(Requirements)
Pull out every line in the rows below that contains the word "illuminated", and list each one on its own line.

--- BEGIN Exercise material ---

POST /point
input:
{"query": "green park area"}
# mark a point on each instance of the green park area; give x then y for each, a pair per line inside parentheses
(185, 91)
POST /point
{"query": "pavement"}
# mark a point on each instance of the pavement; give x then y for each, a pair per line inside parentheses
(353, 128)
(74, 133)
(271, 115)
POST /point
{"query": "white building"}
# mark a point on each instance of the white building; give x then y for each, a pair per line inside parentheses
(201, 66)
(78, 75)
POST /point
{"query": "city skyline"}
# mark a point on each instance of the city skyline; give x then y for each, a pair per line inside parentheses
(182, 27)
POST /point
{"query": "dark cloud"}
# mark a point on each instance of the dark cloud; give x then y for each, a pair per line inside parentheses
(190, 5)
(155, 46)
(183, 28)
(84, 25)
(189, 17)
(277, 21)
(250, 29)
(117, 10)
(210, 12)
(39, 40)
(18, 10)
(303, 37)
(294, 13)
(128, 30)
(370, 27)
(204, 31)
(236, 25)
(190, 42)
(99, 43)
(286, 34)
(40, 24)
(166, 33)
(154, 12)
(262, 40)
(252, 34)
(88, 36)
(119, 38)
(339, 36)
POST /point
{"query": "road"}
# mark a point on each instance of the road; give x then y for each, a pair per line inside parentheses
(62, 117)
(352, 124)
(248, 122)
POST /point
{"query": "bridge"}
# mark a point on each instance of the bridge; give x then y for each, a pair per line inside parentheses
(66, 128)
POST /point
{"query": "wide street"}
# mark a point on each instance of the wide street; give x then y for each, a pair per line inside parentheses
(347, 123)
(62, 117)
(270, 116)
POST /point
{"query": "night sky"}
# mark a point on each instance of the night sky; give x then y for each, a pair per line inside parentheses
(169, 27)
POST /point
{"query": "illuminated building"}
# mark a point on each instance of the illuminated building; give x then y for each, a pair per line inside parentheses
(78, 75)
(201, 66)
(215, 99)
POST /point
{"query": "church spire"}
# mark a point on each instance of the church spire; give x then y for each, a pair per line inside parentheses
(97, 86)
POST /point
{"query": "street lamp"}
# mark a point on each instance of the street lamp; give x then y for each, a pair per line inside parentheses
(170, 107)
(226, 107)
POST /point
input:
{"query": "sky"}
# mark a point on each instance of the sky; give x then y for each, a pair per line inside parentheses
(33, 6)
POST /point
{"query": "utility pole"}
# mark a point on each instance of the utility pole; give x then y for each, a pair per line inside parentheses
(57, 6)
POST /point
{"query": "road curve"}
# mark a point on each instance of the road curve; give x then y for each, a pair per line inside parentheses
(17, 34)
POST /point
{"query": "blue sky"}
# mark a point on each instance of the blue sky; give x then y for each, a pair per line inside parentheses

--- END Exercise material ---

(Reply to the exercise)
{"query": "illuminated building"}
# mark a point on each instance of the illuminated building; give x then y for each, a pair per line inside parentheses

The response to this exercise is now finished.